EXERCISE DIRECTIONS
Copy the entire discussion on measuring water levels in wells below, word for word.

I've homebrewed a system similar to the GlobalW one referenced here recently. Although I am on a well, it was more a 'head scratching' experiment than for real use. It did require opening the wellhead up and dropping the sensor into the water though, something that the OP has ruled out. Too bad, this worked well for me. Consisted of a diff press xducer/microcomputer/4 wires. You MUST compensate for the local ambient air pressure else your numbers are wrong...... Another micro at the top of the well did the datalogging.The whole thing ran off one 6 volt battery for about 2 years. J

Reply to
j.b. miller

[...]

Wells are a deep subject, it seems. I thought that the wells that were used to monitor water table level were not homeowner wells but wells drilled just for the purpose of monitoring. In that case, I think there would be somewhat different requirements, but maybe ultimately similar techniques.

Actually, such a well wouldn't be as dangerous as you might think. With the surface 100 meters below, there shouldn't be too much mercury vapor at the surface. ... so you can place the sensor.

There's still the basic problem that water doesn't reflect light that well. My calculations (based on Fresnel's law) say that you'd only get about 2% of the light back, so if you start off with a little class IIIa laser pointer (less than 5mW), you'd get less than 100uW at the sensor. Fortunately, wells tend to be very dark, so maybe you could use a sensitive photodiode circuit perched at the rim of the well.

That makes sense. I think that the most practical is probably the "drop a weight and measure the line" technique, but it's a lot more fun to mess with lasers. :-)

Ed

Reply to
Ed Beroset

I suppose, for a monitoring well, one could float a mirror on the surface of the water to achieve a 'better' reflection ;-)

- jim

Reply to
jim w

Atmospheric pressure is about 32 feet of water and varies by about 2 feet.

If you are trying to monitor water level in an 800 foot well over a season

2 feet of noise from atmospheric pressure variation is irrelevant.

Coordinate annotation rows:
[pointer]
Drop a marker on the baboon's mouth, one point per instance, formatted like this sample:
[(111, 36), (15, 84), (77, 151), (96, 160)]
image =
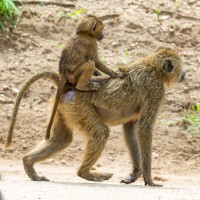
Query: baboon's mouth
[(182, 76)]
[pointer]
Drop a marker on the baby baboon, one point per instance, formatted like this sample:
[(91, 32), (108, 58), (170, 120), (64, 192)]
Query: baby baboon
[(79, 59), (133, 101)]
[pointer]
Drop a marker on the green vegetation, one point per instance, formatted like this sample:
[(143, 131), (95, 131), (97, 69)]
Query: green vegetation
[(74, 15), (9, 14)]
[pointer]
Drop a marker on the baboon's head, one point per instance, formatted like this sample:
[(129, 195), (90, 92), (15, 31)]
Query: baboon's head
[(91, 25), (171, 65)]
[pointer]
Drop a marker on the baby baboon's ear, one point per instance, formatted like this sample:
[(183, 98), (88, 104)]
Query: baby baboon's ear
[(168, 66), (94, 26)]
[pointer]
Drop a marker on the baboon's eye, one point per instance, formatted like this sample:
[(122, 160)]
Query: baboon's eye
[(168, 66)]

EXERCISE SOLUTION
I've homebrewed a system similar to the GlobalW one referenced here recently. Although I am on a well, it was more a 'head scratching' experiment than for real use. It did require opening the wellhead up and dropping the sensor into the water though, something that the OP has ruled out. Too bad, this worked well for me. Consisted of a diff press xducer/microcomputer/4 wires. You MUST compensate for the local ambient air pressure else your numbers are wrong...... Another micro at the top of the well did the datalogging.The whole thing ran off one 6 volt battery for about 2 years. J

Reply to
j.b. miller

[...]

Wells are a deep subject, it seems. I thought that the wells that were used to monitor water table level were not homeowner wells but wells drilled just for the purpose of monitoring. In that case, I think there would be somewhat different requirements, but maybe ultimately similar techniques.

Actually, such a well wouldn't be as dangerous as you might think. With the surface 100 meters below, there shouldn't be too much mercury vapor at the surface. ... so you can place the sensor.

There's still the basic problem that water doesn't reflect light that well. My calculations (based on Fresnel's law) say that you'd only get about 2% of the light back, so if you start off with a little class IIIa laser pointer (less than 5mW), you'd get less than 100uW at the sensor. Fortunately, wells tend to be very dark, so maybe you could use a sensitive photodiode circuit perched at the rim of the well.

That makes sense. I think that the most practical is probably the "drop a weight and measure the line" technique, but it's a lot more fun to mess with lasers. :-)

Ed

Reply to
Ed Beroset

I suppose, for a monitoring well, one could float a mirror on the surface of the water to achieve a 'better' reflection ;-)

- jim

Reply to
jim w

Atmospheric pressure is about 32 feet of water and varies by about 2 feet.

If you are trying to monitor water level in an 800 foot well over a season

2 feet of noise from atmospheric pressure variation is irrelevant.